■ WORK TO COMPLETE
Please print, word for word, only the lines of the entries that begin at the one containing "Could you mark the dead" and run through the final line of the entries, both ends included.

■ MATERIAL PROVIDED
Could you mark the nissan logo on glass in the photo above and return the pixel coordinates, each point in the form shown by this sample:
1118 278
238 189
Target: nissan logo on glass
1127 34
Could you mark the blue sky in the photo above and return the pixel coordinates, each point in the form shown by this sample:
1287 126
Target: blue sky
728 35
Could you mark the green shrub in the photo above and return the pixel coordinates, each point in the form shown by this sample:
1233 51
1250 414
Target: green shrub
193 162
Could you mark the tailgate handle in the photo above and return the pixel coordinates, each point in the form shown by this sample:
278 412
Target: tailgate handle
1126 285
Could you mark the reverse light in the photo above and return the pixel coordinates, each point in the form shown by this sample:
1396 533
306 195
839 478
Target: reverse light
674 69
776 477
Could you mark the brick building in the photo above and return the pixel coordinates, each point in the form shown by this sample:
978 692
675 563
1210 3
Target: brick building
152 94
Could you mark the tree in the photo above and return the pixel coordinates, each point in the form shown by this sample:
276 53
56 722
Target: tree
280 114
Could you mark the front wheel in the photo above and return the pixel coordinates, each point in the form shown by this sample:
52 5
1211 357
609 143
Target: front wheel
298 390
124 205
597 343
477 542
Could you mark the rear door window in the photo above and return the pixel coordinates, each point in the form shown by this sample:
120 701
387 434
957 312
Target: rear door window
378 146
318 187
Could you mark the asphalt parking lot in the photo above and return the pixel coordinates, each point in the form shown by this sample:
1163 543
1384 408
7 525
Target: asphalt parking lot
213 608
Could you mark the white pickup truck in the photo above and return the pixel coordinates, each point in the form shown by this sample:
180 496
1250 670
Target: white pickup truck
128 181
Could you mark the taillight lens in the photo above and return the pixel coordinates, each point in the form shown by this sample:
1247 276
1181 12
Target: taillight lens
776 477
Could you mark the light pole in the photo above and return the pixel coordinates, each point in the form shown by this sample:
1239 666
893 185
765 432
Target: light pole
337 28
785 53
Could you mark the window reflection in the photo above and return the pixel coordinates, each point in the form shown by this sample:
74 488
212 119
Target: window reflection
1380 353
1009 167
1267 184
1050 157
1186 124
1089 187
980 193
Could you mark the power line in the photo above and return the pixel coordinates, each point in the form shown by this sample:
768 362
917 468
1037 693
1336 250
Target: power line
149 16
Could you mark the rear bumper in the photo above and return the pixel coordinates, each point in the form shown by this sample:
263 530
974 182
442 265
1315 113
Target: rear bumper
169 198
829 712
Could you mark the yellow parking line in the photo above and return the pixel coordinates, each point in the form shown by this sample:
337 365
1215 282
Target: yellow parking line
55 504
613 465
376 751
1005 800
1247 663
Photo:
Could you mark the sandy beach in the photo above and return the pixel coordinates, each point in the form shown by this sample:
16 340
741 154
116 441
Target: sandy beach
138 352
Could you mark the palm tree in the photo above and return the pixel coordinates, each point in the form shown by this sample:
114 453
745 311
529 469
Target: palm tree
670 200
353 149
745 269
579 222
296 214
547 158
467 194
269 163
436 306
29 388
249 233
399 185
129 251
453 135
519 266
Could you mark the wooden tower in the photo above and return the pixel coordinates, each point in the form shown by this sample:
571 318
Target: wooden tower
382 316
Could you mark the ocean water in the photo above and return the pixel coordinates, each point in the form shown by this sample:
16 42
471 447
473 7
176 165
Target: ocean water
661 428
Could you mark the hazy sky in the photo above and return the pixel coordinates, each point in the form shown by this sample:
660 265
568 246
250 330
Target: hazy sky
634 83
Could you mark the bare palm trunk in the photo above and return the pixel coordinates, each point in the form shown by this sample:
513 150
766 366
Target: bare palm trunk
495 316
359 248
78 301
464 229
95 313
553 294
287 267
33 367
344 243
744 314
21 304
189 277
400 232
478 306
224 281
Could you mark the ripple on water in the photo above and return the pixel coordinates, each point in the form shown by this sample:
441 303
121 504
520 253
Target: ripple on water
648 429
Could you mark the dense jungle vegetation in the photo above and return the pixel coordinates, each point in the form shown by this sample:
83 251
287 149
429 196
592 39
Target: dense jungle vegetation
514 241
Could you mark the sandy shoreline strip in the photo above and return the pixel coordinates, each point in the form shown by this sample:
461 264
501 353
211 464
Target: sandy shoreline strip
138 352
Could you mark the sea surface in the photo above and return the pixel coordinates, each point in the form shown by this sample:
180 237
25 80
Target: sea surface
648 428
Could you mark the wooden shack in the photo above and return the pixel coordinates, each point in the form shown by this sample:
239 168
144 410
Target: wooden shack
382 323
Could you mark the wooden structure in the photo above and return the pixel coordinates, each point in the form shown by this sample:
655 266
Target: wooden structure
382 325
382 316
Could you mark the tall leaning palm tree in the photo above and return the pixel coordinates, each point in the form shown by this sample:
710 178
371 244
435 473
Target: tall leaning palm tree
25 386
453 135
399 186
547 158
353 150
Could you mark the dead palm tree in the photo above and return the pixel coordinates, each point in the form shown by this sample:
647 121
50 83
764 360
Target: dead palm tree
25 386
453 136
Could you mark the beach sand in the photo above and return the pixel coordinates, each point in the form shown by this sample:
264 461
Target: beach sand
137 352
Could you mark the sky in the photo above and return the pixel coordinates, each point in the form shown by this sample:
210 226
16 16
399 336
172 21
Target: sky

■ CORRECT ANSWER
Could you mark the dead palm tree in the photo above and return the pixel coordinates, each point in the form shown by this sample:
647 121
50 83
764 360
Target: dead palm tree
25 386
453 136
Could you mark the beach sand in the photo above and return the pixel coordinates, each point in the form shown by this sample:
264 461
Target: beach sand
137 352
Could you mark the sky in the photo above and return the pixel coordinates, each point in the form shown by this sample:
210 226
16 16
399 336
172 21
Target: sky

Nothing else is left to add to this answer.